● **Excerpt to read**
★ ★ ★ ★
As she approaches her 87th birthday on March 31, Shirley feels grateful to have had so many extraordinary experiences. “You have to have a good time and enjoy life to the fullest. Before you know it, you’ll be 87,” says the performer, whose career has taken her from the Broadway stage to the big screen to The Partridge Family, where she played TV’s favorite singing mom.

Her private life, in which Shirley is the matriarch of a big family with three sons (her stepson David Cassidy died in 2017) and 13 grandchildren, has also been filled with riches. “The secret to happiness is laughter. A lot of laughter,” says Shirley, whose two former husbands, actor Jack Cassidy and comedian Marty Ingels, both tickled her funny bone. “I had a lot of boyfriends who were so boring to me,” she confides. “Jack was handsome and a leading man, but he did comedy better, and that intrigued me. Marty was very Smart, bright, a great writer and was an incredible grandpa.”

Though gifted with a remarkable singing voice, teenage Shirley planned to become a veterinarian and only attended a Broadway audition on a whim. “I was a small-town girl and had no idea who Rodgers and Hammerstein even were,” confesses the Pennsylvania-reared star. “Two weeks later, I was in my first Broadway show, South Pacific.”
★ ★ ★ ★
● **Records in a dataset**
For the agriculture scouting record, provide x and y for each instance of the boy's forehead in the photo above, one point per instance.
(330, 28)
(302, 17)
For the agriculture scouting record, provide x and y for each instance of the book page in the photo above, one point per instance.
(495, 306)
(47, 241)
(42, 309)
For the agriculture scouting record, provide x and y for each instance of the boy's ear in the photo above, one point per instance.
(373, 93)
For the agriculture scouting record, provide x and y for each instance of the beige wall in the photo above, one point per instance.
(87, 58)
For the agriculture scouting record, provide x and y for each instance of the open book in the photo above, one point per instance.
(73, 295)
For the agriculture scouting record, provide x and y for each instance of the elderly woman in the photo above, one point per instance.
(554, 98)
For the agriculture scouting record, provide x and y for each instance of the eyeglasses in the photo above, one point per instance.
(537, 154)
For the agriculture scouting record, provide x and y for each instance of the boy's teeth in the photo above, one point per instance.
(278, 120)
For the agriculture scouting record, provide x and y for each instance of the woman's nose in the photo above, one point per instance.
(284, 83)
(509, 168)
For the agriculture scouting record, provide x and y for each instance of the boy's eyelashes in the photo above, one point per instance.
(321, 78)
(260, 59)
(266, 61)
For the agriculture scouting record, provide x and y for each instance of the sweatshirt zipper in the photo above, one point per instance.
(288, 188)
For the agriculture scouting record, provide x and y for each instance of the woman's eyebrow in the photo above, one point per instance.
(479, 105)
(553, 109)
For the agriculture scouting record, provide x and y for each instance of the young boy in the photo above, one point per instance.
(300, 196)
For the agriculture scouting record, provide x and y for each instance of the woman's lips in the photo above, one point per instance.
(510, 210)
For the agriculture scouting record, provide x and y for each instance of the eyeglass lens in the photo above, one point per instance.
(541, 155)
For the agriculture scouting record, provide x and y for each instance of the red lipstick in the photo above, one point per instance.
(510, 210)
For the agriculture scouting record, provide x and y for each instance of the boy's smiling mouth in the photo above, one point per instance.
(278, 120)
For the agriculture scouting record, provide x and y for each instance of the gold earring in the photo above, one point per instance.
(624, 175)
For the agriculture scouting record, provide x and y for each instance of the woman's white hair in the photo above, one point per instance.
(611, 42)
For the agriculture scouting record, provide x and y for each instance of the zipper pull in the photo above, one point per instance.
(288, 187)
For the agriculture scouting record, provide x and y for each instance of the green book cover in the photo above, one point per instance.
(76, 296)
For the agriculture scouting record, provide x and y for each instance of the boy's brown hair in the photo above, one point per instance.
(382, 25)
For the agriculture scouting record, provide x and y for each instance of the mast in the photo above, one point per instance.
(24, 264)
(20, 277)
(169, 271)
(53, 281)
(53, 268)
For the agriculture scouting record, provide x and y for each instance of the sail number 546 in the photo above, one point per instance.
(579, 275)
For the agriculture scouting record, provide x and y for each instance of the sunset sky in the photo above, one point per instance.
★ ★ ★ ★
● **Objectives**
A) For each statement, say whether the excerpt about Shirley's life and career agrees with it, and quote the words from the excerpt that settle it: (i) Shirley's stepson David Cassidy died in 2017. (ii) As a teenager, Shirley planned to become a veterinarian. (iii) Shirley says the secret to happiness is hard work.
B) Continue the excerpt about Shirley's life and career from where it stops.
The data is separate material, unrelated to the excerpt about Shirley's life and career.

● **Task-by-task results**
A)
(i) Yes: "her stepson David Cassidy died in 2017"
(ii) Yes: "teenage Shirley planned to become a veterinarian"
(iii) No: "The secret to happiness is laughter."

B)
Richard Rodgers and Oscar Hammerstein would become the star’s mentors and make her the star of the film versions of two of their best musicals, 1955’s Oklahoma! and 1956’s Carousel. Four years later, Shirley proved her mettle as a dramatic actress, playing a vengeful prostitute in Elmer Gantry. As her career gained speed, so did her personal life. She wed Jack Cassidy in 1956 at age 22.

She confides that their marriage was passionate and all-consuming. “He was my first love and the love of my life,” she gushes. “He also gave me an incredible sex life.” But their intense love was complicated by Jack’s bipolar disorder. He drank heavily and indulged in infidelities with both women and men, as Shirley turned a blind eye.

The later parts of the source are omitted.